Extracted material -
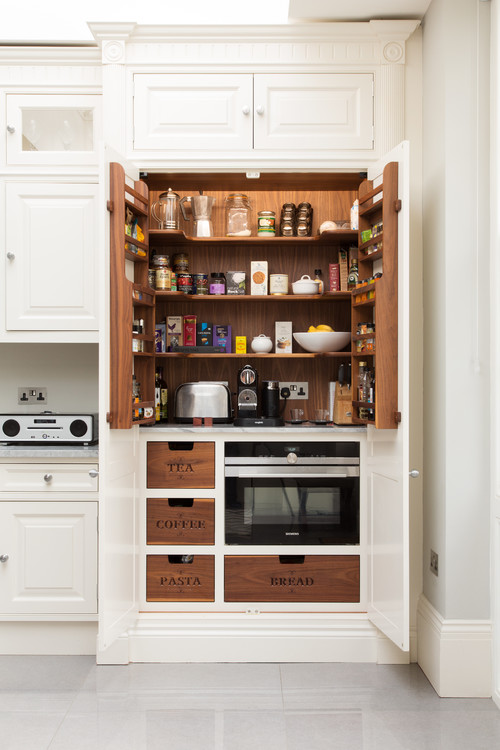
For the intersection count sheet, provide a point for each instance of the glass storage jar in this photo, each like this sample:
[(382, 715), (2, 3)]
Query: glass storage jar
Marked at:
[(237, 211)]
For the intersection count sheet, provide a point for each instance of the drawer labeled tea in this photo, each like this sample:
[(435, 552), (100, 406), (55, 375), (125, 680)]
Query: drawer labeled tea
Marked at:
[(181, 465), (180, 520), (180, 578), (291, 578)]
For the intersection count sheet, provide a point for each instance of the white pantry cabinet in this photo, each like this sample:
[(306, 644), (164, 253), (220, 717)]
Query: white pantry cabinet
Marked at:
[(51, 256), (230, 112), (48, 557), (52, 129)]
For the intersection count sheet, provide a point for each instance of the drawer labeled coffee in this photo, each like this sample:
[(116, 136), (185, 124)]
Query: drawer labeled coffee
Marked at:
[(180, 578), (180, 520), (181, 465), (291, 578)]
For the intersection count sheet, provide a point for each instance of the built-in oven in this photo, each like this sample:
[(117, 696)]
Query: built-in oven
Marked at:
[(292, 492)]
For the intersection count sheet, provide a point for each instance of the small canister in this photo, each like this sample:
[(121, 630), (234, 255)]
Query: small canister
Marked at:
[(180, 263), (200, 283), (185, 283), (266, 224), (162, 279), (278, 283)]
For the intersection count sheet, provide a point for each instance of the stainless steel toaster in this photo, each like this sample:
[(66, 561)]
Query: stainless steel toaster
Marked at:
[(203, 399)]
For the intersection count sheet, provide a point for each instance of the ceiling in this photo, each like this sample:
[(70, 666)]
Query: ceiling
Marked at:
[(355, 10)]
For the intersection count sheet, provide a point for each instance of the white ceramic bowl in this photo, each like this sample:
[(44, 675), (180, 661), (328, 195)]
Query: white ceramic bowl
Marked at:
[(261, 344), (322, 341), (305, 285)]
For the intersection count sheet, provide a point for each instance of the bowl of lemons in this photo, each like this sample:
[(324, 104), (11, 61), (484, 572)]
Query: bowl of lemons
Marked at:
[(322, 338)]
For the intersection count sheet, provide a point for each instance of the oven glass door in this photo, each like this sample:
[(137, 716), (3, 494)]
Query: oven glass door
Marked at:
[(288, 510)]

Objective - From the line containing "of the built-in" through the closing line of the material above, return every line exactly and omit all others.

Correct output -
For the intersection count sheet, provide a point for each instance of the built-in oven in this photo, each like this sample:
[(117, 696)]
Query: built-in oven
Marked at:
[(292, 492)]
For the intersection count sheet, provide a point for each instance of the small canister in this photo, each like this sample:
[(121, 630), (234, 255)]
Query: small canister
Marked at:
[(180, 263), (200, 283), (185, 283), (266, 224), (162, 279), (278, 283)]
For the intersection count sheet, provide a point for each instance of the stainless steel toaster in this photo, each like this sample:
[(66, 561)]
Query: stainless steel toaster
Marked at:
[(203, 399)]
For the intersection count sheet, provide a point for each instance of the ceiling in this photo, each like this sample:
[(70, 666)]
Query: ceiling
Marked at:
[(355, 10)]
For the intersection count sheet, provide a point for each instance of the white ceramic bowl in this photo, each like this sample:
[(44, 675), (180, 661), (328, 195)]
Query: white ceramic bowl
Marked at:
[(261, 344), (322, 341), (305, 285)]
For the intersection count sheet, provide a point for each instance of the bowl of lemons in this photo, each like this sample:
[(324, 104), (11, 61), (484, 572)]
Query: bowl of lemons
Marked at:
[(322, 338)]
For the intersection count sheet, provide a point for each instance of the oven glass door in this photo, each like this sample:
[(137, 716), (3, 494)]
Query: oven glass door
Marked at:
[(288, 510)]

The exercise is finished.